STATED GOAL 1: Copy the records from the line containing "segment pony's ear, each instance" through the end of the records, requests included, and offset every coordinate in the answers by -84.

EXCERPT TO READ:
I also experienced an important shift in my understanding of the complex nature of poverty through the Shepherd program coursework. Poverty in the developing world and poverty in America can on the surface seem very different; however, as I learned through the program, they are inherently alike. Before coming to the United States, I like many others believed that Americans are generally wealthy. I believed that dire poverty in the streets of New Delhi was real and that poverty in America wasn’t as extreme. The Shepherd program helped me understand that human suffering and an absence of opportunities presents a deep challenge regardless of context.

WORKING DATA:

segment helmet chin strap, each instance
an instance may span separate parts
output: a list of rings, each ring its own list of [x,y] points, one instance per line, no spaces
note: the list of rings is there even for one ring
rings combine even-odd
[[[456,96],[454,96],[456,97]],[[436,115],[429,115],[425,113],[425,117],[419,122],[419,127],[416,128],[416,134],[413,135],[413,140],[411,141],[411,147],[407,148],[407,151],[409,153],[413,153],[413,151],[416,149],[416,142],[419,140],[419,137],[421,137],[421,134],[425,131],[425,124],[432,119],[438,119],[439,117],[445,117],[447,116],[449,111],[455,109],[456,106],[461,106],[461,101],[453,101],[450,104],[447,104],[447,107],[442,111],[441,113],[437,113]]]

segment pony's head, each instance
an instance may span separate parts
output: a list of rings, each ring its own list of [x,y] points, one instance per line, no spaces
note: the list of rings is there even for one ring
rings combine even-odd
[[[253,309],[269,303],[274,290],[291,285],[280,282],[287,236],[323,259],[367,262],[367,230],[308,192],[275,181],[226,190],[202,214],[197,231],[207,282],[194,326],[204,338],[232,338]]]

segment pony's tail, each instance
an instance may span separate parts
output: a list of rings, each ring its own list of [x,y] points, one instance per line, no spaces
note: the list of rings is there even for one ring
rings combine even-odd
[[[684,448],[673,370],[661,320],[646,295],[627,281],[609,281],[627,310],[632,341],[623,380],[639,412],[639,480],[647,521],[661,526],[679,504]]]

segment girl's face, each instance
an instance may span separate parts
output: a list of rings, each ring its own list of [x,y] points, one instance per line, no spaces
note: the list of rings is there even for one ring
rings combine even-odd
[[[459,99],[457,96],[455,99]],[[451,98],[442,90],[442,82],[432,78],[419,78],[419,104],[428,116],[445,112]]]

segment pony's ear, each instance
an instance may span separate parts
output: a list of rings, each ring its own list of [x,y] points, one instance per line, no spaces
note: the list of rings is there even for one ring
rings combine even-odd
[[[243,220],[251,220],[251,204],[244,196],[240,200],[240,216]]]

STATED GOAL 2: Carry on the passage about poverty from its final sentence.

RESPONSE 1:
segment pony's ear, each instance
an instance may span separate parts
output: a list of rings, each ring its own list of [x,y] points, one instance per line, no spaces
note: the list of rings is there even for one ring
rings combine even-odd
[[[159,136],[167,136],[167,120],[160,112],[156,116],[156,132]]]

RESPONSE 2:
This takeaway has profoundly influenced some important life choices. My decision to leave private banking to pursue an international educational policy degree was significantly influenced by my experiences in the classroom and volunteering through the Shepherd program. Furthermore, a few years ago, I took a job at a US domestic education, reform-focused private foundation. While my advanced degree dealt with international comparative education policy, I was deeply motivated to work towards improving life options for children of color and poverty in the US through the Stupski Foundation. I continue to address domestic and international issues surrounding social change. For example, I am currently working on a Packard Foundation funded project that examines whether the recent wealth creation in Silicon Valley has resulted in increased individual philanthropy directed towards local Silicon Valley communities that greatly need services and support from community-based organizations.
I didn’t realize that participating in the Shepherd program would, in addition to introducing me to issues of poverty in the United States and abroad, engage me with students from very diverse backgrounds, whom I would never have otherwise encountered. As a foreign student, my experiences with the Shepherd program were more than an introduction to poverty; they were an introduction to the multi-faceted society that constitutes America. Discussions in the classroom brought diverse perspectives to the table; participants representing the full range of the political and socio-economic spectrum created eye-opening dialogue. That these issues mattered and touched all of us in different ways was evident from the passionate discourse.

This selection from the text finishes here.